-------- EXERCISE DATA --------
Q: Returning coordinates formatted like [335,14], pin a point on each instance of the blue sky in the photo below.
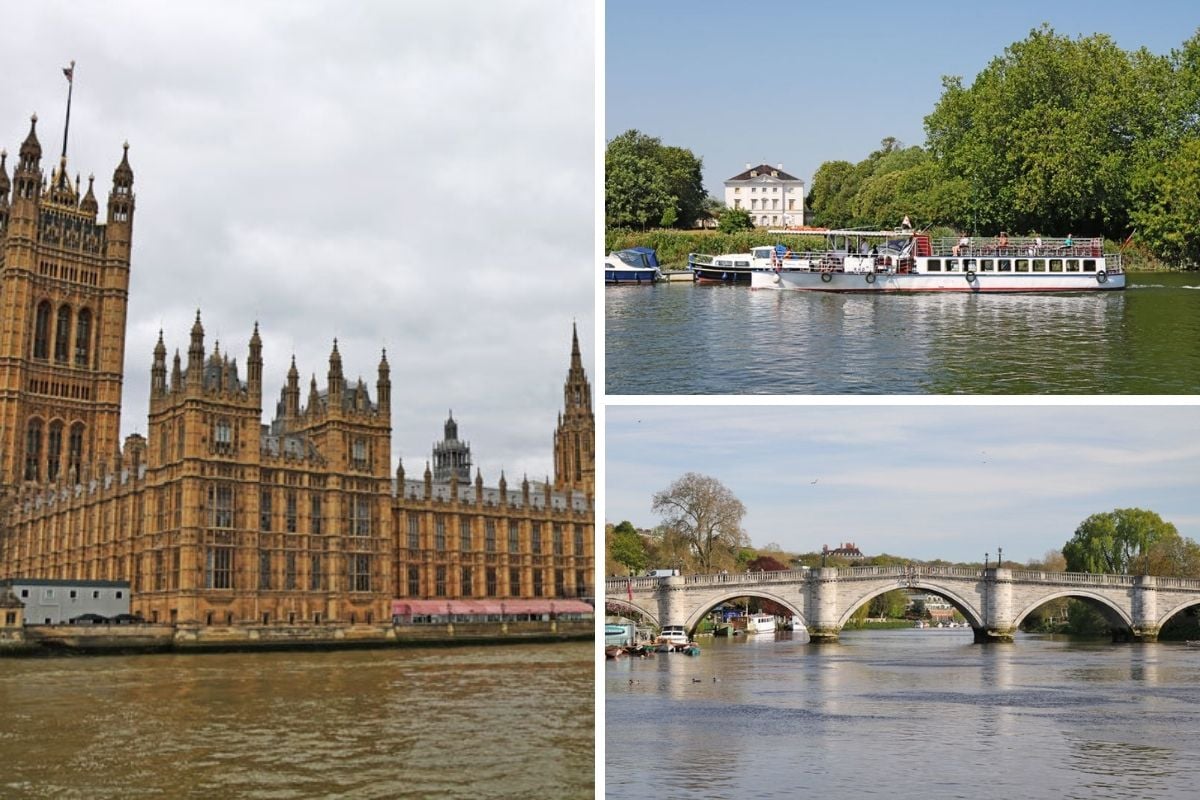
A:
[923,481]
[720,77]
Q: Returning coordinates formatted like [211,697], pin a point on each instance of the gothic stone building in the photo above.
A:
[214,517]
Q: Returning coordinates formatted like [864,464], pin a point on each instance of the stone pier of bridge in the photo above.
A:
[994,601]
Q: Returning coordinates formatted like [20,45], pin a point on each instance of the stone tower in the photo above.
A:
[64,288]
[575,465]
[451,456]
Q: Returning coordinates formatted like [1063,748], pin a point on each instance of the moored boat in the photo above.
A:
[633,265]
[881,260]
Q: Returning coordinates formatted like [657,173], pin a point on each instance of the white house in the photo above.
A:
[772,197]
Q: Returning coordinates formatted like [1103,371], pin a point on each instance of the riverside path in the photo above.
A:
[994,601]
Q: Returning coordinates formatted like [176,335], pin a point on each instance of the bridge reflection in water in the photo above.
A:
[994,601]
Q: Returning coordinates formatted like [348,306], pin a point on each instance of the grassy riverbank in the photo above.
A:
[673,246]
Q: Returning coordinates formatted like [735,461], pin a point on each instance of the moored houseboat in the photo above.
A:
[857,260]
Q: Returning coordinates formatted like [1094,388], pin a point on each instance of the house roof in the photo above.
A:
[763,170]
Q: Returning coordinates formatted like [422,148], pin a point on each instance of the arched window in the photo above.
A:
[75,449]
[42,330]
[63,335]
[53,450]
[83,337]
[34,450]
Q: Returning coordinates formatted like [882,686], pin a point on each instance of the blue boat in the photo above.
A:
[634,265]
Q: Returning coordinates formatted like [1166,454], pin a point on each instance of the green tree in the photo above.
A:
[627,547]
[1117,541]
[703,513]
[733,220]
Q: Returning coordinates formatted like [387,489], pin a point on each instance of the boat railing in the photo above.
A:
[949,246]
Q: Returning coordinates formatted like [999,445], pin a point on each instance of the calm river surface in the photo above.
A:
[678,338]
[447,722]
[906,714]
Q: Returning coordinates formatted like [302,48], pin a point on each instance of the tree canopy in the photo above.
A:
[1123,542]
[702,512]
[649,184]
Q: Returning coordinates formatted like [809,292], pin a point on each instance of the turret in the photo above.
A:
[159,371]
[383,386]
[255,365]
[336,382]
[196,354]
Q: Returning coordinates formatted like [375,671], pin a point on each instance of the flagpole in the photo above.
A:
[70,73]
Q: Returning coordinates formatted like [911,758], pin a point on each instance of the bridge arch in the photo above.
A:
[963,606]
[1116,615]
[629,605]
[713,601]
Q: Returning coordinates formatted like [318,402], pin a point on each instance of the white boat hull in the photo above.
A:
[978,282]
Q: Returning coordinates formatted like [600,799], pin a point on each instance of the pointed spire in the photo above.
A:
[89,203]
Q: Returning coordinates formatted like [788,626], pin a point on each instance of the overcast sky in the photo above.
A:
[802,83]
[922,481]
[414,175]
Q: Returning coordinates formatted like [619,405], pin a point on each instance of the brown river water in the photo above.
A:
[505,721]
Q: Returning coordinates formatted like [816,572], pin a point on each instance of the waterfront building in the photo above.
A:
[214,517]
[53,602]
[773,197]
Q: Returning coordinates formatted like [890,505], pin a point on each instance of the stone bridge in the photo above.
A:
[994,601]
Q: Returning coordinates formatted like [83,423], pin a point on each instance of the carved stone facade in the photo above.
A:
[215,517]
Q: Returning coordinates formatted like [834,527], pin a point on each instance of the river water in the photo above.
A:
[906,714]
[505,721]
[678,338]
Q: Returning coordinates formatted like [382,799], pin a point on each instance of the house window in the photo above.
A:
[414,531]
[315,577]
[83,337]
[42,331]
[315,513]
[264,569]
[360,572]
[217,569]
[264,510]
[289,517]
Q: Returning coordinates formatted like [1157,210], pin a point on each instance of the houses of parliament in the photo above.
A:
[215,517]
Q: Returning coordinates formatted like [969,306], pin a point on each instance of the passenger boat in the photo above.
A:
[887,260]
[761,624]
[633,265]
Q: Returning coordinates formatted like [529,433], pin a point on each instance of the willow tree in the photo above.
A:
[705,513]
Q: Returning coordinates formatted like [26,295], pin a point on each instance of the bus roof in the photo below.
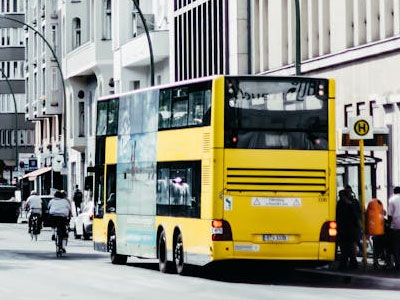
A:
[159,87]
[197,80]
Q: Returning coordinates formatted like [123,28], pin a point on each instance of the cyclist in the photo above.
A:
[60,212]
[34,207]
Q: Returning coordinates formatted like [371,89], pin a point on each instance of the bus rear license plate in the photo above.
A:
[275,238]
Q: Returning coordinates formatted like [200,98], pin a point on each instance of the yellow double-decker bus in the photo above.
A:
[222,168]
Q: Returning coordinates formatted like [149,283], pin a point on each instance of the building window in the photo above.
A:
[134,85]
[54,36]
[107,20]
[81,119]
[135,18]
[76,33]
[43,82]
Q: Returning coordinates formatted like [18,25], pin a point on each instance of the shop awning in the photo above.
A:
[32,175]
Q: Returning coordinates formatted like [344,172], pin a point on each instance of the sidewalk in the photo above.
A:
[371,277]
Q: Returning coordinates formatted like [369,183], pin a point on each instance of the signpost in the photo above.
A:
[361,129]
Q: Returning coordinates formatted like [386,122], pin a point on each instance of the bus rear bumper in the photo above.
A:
--------
• [EXERCISE] Please reproduce every line of the items above verbatim, omitting the pictures.

• [RESPONSE TO THE TASK]
Q: Returning coordinates formatted like [335,14], pin a point on each instance of the blue sky in the photo below.
A:
[923,481]
[720,77]
Q: Returning coordinates formatted like [211,697], pin a point on each instance of the gothic stone building in the photo above.
A:
[214,517]
Q: Returning coordinates formatted like [864,464], pin a point on each instance of the stone pier of bridge in the photo above.
A:
[994,601]
Q: Returning coordinates formatted like [20,45], pin a point on each instance of the stone tower in the photo above.
A:
[64,288]
[575,465]
[451,456]
Q: Returning coordinates formatted like [1063,748], pin a point on each instance of the moored boat in the photo above.
A:
[633,265]
[881,260]
Q: Returning coordinates formatted like [657,173], pin a point on each instance of the white house in the photo above.
A:
[772,197]
Q: Returning coordinates formatted like [1103,371], pin a point on each instance of the riverside path in the photo above.
A:
[994,601]
Q: Returning coordinates formatted like [176,335], pin a point on each instance of the bridge reflection in water in the photo above.
A:
[994,601]
Q: Returning coordinates formatted like [348,306], pin a point on each instance of the grassy riverbank in the photo above.
A:
[673,246]
Q: Returning coordinates formatted like [735,461], pin a point on each instance of the moored houseboat in the photo above.
A:
[857,260]
Q: Returning coordinates formatted like [1094,388], pin a point on each instance of the house roof in the photo above.
A:
[763,170]
Q: Returning coordinates formatted like [422,148], pin a point on each instance of the arched window in the photo above.
A:
[75,449]
[42,330]
[63,335]
[53,450]
[83,337]
[34,450]
Q: Returning coordinates formatted like [882,686], pin a point on each instance of the blue boat in the photo above.
A:
[634,265]
Q: Returning coordinates formatted like [1166,454], pin a point on each instance of the green tree in the photo above.
A:
[627,547]
[1117,541]
[703,513]
[733,220]
Q: Returning coordinates formatted like [387,489], pin a point on each instance of the boat railing in the photo above.
A:
[949,246]
Q: Returning coordinates formatted like [999,445], pin a point on each instance of the calm river surface in the photo above.
A:
[678,338]
[447,722]
[906,714]
Q: Returning coordinates formatted like [302,48], pin a point on each instance of the tree canopy in the photo above.
A:
[1123,542]
[702,512]
[649,184]
Q: Returning coordinates formatted like [809,292], pin a point on each instance of the turret in the photo above.
A:
[159,371]
[383,386]
[255,365]
[336,382]
[196,354]
Q: Returning coordinates formatted like [375,671], pin a point on each instance of the flagpole in the photo above.
A:
[70,73]
Q: Returning coordinates formatted like [911,758], pin a point on each instance of the bridge arch in the photo above.
A:
[963,606]
[1116,615]
[629,605]
[713,601]
Q: Returning coordinates formatted like [318,402], pin a point on each instance of the white boat hull in the photo above.
A:
[978,282]
Q: Returning coordinates formatted like [600,799], pin a point on each instance of the pointed spire in the photo above.
A:
[89,203]
Q: Returning coordinates formatted like [788,626], pin a point on each instance of the overcast sky in the photo above.
A:
[802,83]
[922,481]
[414,175]
Q: Returning coordinates formatted like [619,405], pin a point on each instance of the brown river water in the photo above.
A:
[505,721]
Q: Returning coordinates formatted like [816,572], pin a point on each instance of the waterfront building in the photo above.
A:
[214,517]
[53,602]
[773,197]
Q: Returning coordinates formatted like [890,505], pin a point on each instance of the stone bridge in the photo above.
A:
[994,601]
Q: Returning coordinates formatted like [83,423], pin a point on each instance of the carved stone facade in the photo above.
A:
[215,517]
Q: Returning coordinates formatted like [834,527], pin a point on each instance of the river water in the photo above.
A:
[906,714]
[505,721]
[678,338]
Q: Returning coordinates formatted like [382,799], pin a point on each instance of the house window in the photo above.
A:
[414,531]
[315,577]
[83,337]
[42,331]
[315,513]
[264,569]
[360,572]
[217,569]
[264,510]
[289,517]
Q: Returning coordinates formatted like [1157,210], pin a point on each instance of the houses of parliament in the photo above.
A:
[215,517]
Q: Returning coordinates formatted like [969,306], pin a point on each instance of the passenger boat in the photo above.
A:
[887,260]
[761,624]
[633,265]
Q: Returning coordinates formatted like [529,433], pin a point on each instance of the willow tree in the photo above.
A:
[705,513]
Q: Returning coordinates formatted like [26,295], pin a point on each instance of the bus roof in the photo below.
A:
[159,87]
[197,80]
Q: Returning coordinates formatted like [123,28], pin a point on each instance of the cyclist in the photo above.
A:
[60,212]
[34,207]
Q: Returning coordinates formatted like [371,89], pin a point on each instance of the bus rear license plate in the photo above.
A:
[275,238]
Q: Returning coordinates formatted like [200,98], pin a point on each instance of the yellow double-decker bus in the photo above.
A:
[222,168]
Q: Returning coordinates formatted like [149,283], pin a point on each instance of the building window in the photo above.
A:
[134,85]
[54,36]
[107,20]
[81,119]
[135,18]
[76,33]
[43,82]
Q: Returning coordinates formatted like [18,25], pin a point on each instance of the shop awning in the photo above.
A:
[32,175]
Q: Returning coordinates formatted like [344,172], pin a point on each instance of the sidewalk in the photo above.
A:
[371,277]
Q: Returning coordinates formatted like [369,183], pin a point on each instance of the signpost in the photo above.
A:
[361,129]
Q: Returning coordinates formatted like [386,122], pin a point on each instance of the bus rear bumper in the photo above.
A:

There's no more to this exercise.